Given entries:

○ ○ ○

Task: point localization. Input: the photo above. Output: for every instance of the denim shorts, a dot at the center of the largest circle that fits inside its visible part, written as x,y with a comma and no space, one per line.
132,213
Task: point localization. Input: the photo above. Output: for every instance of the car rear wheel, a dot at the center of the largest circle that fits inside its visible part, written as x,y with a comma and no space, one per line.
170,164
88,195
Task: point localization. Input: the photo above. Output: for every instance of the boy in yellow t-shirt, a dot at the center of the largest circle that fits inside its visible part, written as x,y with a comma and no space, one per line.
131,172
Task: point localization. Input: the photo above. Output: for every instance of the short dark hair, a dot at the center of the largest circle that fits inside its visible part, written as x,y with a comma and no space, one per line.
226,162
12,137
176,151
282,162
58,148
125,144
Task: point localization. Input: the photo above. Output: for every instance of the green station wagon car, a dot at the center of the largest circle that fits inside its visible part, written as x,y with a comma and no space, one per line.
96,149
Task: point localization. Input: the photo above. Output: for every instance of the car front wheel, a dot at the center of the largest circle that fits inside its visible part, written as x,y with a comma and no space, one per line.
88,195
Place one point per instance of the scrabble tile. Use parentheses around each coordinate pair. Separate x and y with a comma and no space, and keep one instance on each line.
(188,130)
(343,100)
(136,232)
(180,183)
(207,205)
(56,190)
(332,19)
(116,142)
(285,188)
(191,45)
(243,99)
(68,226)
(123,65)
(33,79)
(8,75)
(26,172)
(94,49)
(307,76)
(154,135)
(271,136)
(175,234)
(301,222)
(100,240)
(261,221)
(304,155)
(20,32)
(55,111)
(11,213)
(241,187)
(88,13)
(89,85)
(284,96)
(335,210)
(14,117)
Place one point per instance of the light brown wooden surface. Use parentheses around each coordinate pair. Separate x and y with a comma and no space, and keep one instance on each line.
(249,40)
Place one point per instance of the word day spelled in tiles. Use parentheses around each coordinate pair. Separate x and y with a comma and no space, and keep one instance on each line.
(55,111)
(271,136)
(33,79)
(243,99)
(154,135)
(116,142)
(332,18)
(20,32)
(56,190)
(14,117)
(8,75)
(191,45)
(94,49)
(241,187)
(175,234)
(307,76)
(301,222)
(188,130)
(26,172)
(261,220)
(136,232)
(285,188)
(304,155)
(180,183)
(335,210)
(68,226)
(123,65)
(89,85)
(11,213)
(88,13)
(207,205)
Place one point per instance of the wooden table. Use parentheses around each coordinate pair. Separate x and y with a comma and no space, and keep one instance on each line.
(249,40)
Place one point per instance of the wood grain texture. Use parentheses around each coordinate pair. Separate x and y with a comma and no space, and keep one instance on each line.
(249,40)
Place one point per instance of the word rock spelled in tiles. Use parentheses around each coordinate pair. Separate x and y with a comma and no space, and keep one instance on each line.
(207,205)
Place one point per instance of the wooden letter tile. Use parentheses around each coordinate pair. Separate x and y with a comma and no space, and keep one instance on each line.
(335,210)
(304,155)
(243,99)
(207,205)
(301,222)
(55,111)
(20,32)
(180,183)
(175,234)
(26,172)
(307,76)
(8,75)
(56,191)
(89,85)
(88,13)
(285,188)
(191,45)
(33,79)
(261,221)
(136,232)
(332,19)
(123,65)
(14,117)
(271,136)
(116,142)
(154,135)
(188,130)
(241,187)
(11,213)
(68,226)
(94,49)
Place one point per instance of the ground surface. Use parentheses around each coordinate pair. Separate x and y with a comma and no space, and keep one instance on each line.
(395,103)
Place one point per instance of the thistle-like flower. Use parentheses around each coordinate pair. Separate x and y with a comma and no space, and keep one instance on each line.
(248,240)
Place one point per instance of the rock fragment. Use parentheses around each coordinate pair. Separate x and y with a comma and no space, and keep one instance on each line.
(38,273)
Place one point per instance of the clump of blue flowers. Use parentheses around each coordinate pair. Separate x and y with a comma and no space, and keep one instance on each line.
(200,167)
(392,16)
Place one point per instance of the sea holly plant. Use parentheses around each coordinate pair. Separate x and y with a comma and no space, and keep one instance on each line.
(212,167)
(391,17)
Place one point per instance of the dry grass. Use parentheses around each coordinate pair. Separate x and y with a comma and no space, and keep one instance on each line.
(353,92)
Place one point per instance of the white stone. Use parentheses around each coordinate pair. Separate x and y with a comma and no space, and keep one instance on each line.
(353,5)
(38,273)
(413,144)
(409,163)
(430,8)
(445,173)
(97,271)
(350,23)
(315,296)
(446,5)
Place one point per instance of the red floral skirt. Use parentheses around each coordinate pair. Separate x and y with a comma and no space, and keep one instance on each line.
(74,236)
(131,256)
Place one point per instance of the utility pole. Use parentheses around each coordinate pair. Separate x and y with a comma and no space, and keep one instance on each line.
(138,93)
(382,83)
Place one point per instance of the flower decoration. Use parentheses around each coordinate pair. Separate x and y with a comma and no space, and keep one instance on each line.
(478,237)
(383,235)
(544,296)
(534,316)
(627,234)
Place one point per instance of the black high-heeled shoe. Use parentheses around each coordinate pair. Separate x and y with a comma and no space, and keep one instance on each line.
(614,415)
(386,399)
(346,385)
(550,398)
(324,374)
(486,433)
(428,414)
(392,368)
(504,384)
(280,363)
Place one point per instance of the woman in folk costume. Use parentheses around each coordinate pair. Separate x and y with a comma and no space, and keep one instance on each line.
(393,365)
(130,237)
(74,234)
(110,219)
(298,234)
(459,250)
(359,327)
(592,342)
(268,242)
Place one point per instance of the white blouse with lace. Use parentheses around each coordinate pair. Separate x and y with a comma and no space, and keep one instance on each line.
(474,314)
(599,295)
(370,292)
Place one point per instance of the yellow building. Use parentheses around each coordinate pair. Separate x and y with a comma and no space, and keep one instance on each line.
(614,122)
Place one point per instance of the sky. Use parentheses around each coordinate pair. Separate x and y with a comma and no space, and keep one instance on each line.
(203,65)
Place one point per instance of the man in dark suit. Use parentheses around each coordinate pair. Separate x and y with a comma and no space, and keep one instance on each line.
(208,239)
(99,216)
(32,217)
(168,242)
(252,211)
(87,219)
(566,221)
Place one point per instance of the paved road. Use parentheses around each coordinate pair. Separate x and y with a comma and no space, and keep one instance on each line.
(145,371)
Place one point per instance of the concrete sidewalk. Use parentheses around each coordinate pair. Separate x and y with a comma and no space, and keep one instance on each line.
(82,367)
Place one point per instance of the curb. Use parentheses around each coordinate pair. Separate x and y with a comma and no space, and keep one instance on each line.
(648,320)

○ ○ ○

Task description:
From the first line through the last, give the data above again exactly.

Response to this task:
Task: point localization. Input: the photo above. Output: for every instance of the denim shorts, a dot at the center of the largest circle that fits inside its visible part, written as x,y with a comma and no space, one per line.
132,213
Task: point localization. Input: the photo above. Output: for every instance of the car rear wheel, a dot at the center of the largest circle that fits inside its visible part, written as x,y with a comma and no space, one per line.
170,164
88,195
Task: point localization. Input: the photo above. Output: for every instance of the boy in yellow t-shirt, a dot at the center of the largest circle that fits inside its visible part, written as x,y with a comma and no space, one per line.
131,172
Task: point localization. Input: the photo above. Output: for every instance of the short dark hair, a dot at the center of the largest circle that fits inside its visible part, written as x,y with a comma and no space, one per line.
226,162
12,137
176,151
282,162
58,148
125,144
Task: point localization. Input: the photo above. Output: for every instance of the green station wagon car, a dot at the center of the largest circle that fits inside its visible part, written as x,y with a comma and no space, one per line.
96,149
Task: point localization. Input: the photo above. Output: for every instance of the car front wheel, a dot at the center of the largest circle that fits inside its visible part, written as x,y with a comma and no space, one per line.
88,195
Place one point per instance of the scrabble tile. Use parentheses around each coordinate pair. Separate x and y with a comma and no space, and keep one instance on each line.
(188,130)
(343,100)
(136,232)
(180,183)
(207,205)
(56,190)
(332,19)
(116,142)
(285,188)
(191,45)
(243,99)
(68,226)
(123,65)
(33,79)
(8,75)
(26,172)
(94,49)
(307,76)
(154,135)
(271,136)
(175,234)
(301,222)
(100,240)
(261,221)
(304,155)
(20,32)
(55,111)
(11,213)
(241,187)
(88,13)
(89,85)
(284,96)
(335,210)
(14,117)
Place one point per instance of the light brown wooden surface. Use parentheses around each coordinate pair. Separate x and y with a comma and no space, and keep one instance on each line.
(249,40)
Place one point per instance of the word day spelled in tiles. Use parentheses around each coordinate pair. Separate x and y with a comma and no space, and keep one instance on each line.
(55,111)
(271,136)
(33,79)
(243,99)
(154,135)
(116,142)
(332,18)
(20,32)
(56,190)
(14,117)
(8,75)
(191,45)
(94,49)
(241,187)
(175,234)
(307,76)
(301,222)
(188,130)
(26,172)
(261,220)
(136,232)
(285,188)
(304,155)
(180,183)
(335,210)
(68,226)
(123,65)
(89,85)
(11,213)
(88,13)
(207,205)
Place one point per instance of the wooden table. Use parentheses around each coordinate pair. Separate x and y with a comma and no space, and keep one instance on each line.
(249,40)
Place one point per instance of the wood grain texture. Use parentheses around each coordinate pair. Separate x and y with a comma and no space, and keep one instance on each line.
(249,40)
Place one point per instance of the word rock spelled in tiles. Use parentheses around each coordinate pair. Separate x and y with a comma and no space, and keep one instance on each line.
(207,205)
Place one point per instance of the wooden letter tile. Use parentheses around each coordinate pair. Separate x and y with a comma and no space, and keep one instance on each line.
(335,210)
(304,155)
(243,99)
(207,205)
(301,222)
(55,111)
(20,32)
(180,183)
(175,234)
(26,172)
(307,76)
(8,75)
(56,191)
(89,85)
(88,13)
(285,188)
(191,45)
(33,79)
(261,221)
(136,232)
(332,19)
(123,65)
(14,117)
(271,136)
(116,142)
(154,135)
(188,130)
(241,187)
(11,213)
(68,226)
(94,49)
Place one point per instance of the ground surface. Use parentheses around each coordinate pair. Separate x and y with a comma and no space, and keep one instance on each line.
(395,103)
Place one point per instance of the thistle-like flower. Use parentheses around each coordinate pair. Separate x and y with a comma and no space, and keep one instance on each line.
(248,240)
Place one point per instance of the rock fragment. Use parentheses around each coordinate pair. Separate x and y with a comma and no space, and keep one instance on each line.
(38,273)
Place one point per instance of the clump of blue flowers. Use parentheses around each coordinate pair. Separate x and y with a comma and no space, and keep one instance on each line.
(200,167)
(392,16)
Place one point per instance of the sea holly plant. Use parentheses around each coordinate pair. Separate x and y with a comma and no space, and keep one instance on each line.
(212,167)
(391,17)
Place one point per instance of the dry grass. Use parentheses around each coordinate pair. Separate x and y with a comma and no space, and keep one instance on each line.
(353,92)
Place one point per instance of the white stone. Use parentheses around each coordinate pair. Separate x and y with a comma and no space, and keep one instance on each line.
(353,5)
(38,273)
(413,144)
(409,163)
(430,8)
(445,173)
(97,271)
(350,23)
(315,296)
(446,5)
Place one point per instance of the red floral skirt. Use parentheses around each coordinate pair. Separate x and y with a comma and no space, and keep one instance on each line.
(74,236)
(131,256)
Place one point per instance of the utility pole. Use parentheses around each coordinate pair. Separate x and y with a comma and no space, and keep one instance on each line.
(138,93)
(382,83)
Place one point per instance of the flower decoration. Use parentheses around each coordinate pair. Separate x and y with a comma and no space, and keep one instance on each line.
(478,237)
(383,235)
(544,296)
(534,316)
(627,234)
Place one point per instance of the black high-heeled shoe. Use parentheses around each coordinate pair. Separate x and y with a comma and no space, and keep one instance on each line.
(614,415)
(386,399)
(346,385)
(550,398)
(324,374)
(486,433)
(428,414)
(392,368)
(504,384)
(280,363)
Place one point per instance of the woman in folk costume. Use parentheses around each coordinate pair. Separate x and y with a comma and no space, and keep one instance on each line.
(393,365)
(130,237)
(74,234)
(110,219)
(298,234)
(459,250)
(359,327)
(592,342)
(268,242)
Place one point per instance of the white blouse with lace. Use parentheses around each coordinate pair. Separate x and y with a comma and no space, and keep one instance on each line.
(474,314)
(599,295)
(370,292)
Place one point per instance of the yellow building. Use parentheses around each coordinate pair. Separate x and y with a comma and no space, and keep one instance on each line.
(614,122)
Place one point per instance of the sky. Use parentheses around each coordinate pair. Separate x and y with a comma and no space, and keep one instance on each line.
(203,65)
Place one point per instance of the man in dark suit. Use parentheses around each coordinate pair. Separate x and y with a comma and no space, and keep one instance on each line.
(208,239)
(99,216)
(32,217)
(168,242)
(252,211)
(87,219)
(566,221)
Place one point per instance of the paved road. Use parentheses around each coordinate pair. Separate x and y with a comma and no space, and keep one instance on each line.
(145,371)
Place one point per instance of the concrete sidewalk. Use parentheses around each coordinate pair. Separate x and y with a comma and no space, and keep one instance on each line.
(82,367)
Place one point per instance of the curb. Use parentheses around each coordinate pair. Separate x and y with a comma and no space, and keep one instance on each line.
(648,320)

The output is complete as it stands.